Bach's Mass in B Minor. My recommendation for recording is Philippe Herreweghe with the Colegium Vocale.


----------



## PetrB (Feb 28, 2012)

A massive oversight in my earlier post:

Bartok ~ Cantata Profana, 'the white stag.'


----------



## Vinyl (Jan 22, 2014)

Bach: Magnificat. Monteverdi, English Baroque Soloists, Gardiner.


----------



## Winterreisender (Jul 13, 2013)

I wholeheartedly agree with Chordalrock's excellent list of Renaissance pieces. I will have to check out Obrecht, myself!

As for the OP, if you enjoy baroque choral works, I would suggest checking out the likes of _Te Deum_ by Charpentier, _Gloria_ by Vivaldi or _Stabat Mater_ by Pergolesi.


----------



## Chordalrock (Jan 21, 2014)

I think it's a shame how badly the early Renaissance composers are represented in recordings. There are few recordings and even fewer good ones. For example, I think Dufay's "Missa Ave regina caelorum" is probably a wonderful mass but the recording I have has these odd harmonies all over the place due to too many extra accidentals added by the performers. But if you can read music well and play the piano it's probably a mass worth getting to know via a score (accidentals by editors are added above the notes and can easily be ignored when they're there clearly for harmonic instead of melodic reasons or aren't part of cadences).


----------



## kangxi (Jan 24, 2014)

INFORMATION PROVIDED:

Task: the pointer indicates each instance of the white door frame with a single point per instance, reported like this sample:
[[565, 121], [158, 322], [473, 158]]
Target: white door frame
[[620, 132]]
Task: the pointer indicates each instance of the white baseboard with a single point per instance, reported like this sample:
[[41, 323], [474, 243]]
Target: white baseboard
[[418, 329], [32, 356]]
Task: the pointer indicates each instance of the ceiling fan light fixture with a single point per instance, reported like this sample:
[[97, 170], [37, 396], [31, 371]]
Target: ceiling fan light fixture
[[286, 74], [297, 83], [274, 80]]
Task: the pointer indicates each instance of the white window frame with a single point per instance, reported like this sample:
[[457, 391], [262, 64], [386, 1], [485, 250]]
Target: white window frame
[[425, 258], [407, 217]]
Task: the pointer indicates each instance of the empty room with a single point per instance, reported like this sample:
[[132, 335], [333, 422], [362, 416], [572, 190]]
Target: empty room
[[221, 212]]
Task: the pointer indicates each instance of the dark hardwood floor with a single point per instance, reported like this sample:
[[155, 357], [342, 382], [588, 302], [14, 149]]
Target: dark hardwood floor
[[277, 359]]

COMPLETE THE FOLLOWING:
1. Please express the records as a JSON list of strings, one string per line with blank lines omitted, from the line containing "Task: the pointer indicates each instance of the white baseboard" up to and including the final line of the records.
2. Continue the forum thread on choral music recommendations from its last line.

PER-TASK ANSWERS:
1.
[
  "Task: the pointer indicates each instance of the white baseboard with a single point per instance, reported like this sample:",
  "[[41, 323], [474, 243]]",
  "Target: white baseboard",
  "[[418, 329], [32, 356]]",
  "Task: the pointer indicates each instance of the ceiling fan light fixture with a single point per instance, reported like this sample:",
  "[[97, 170], [37, 396], [31, 371]]",
  "Target: ceiling fan light fixture",
  "[[286, 74], [297, 83], [274, 80]]",
  "Task: the pointer indicates each instance of the white window frame with a single point per instance, reported like this sample:",
  "[[457, 391], [262, 64], [386, 1], [485, 250]]",
  "Target: white window frame",
  "[[425, 258], [407, 217]]",
  "Task: the pointer indicates each instance of the empty room with a single point per instance, reported like this sample:",
  "[[132, 335], [333, 422], [362, 416], [572, 190]]",
  "Target: empty room",
  "[[221, 212]]",
  "Task: the pointer indicates each instance of the dark hardwood floor with a single point per instance, reported like this sample:",
  "[[155, 357], [342, 382], [588, 302], [14, 149]]",
  "Target: dark hardwood floor",
  "[[277, 359]]"
]

2.
Handel's English anthems. The Chandos anthems - there's a complete set by Harry Christophers & the 16 which the critics weren't unanimous about but I like it well enough.
And the coronation anthems (is there a finer more dramatic opening to work that that of Zadok the Priest?). Try Marriner but there are umpteen out there.

I'll second the Mendelssohn. There's a cheapo boxed set by Brilliant with all his choral/orchestral & choral/a cappella works: some of these are very dramatic and very rarely performed.

My own personal favourite: Johann Ernst Bach (a nephew & pupil of JSB). There's little of what he wrote recorded - just buy anything (of the motets & cantatas). They're all good.

Kraus's funeral cantata. Kraus felt the assassination of his (Swedish) King deeply and this music is tragic & powerful.

I also second Haydn's choral music (don't forget the Stabat Mater). Again, Brilliant have done a set but beware: they're not, as stated, the 'complete masses' but they do contain some very rare stuff instead. But there are plenty of recordings of the masses. If you want the Nelson mass (great in itself), get the Pinnock version because it comes with an absolutely magnificently dramatic Te Deum (Hob XXIIIc 2 - Te Deum C Maj). Don't forget the other Haydn, Michael, whose choral writing is also fine.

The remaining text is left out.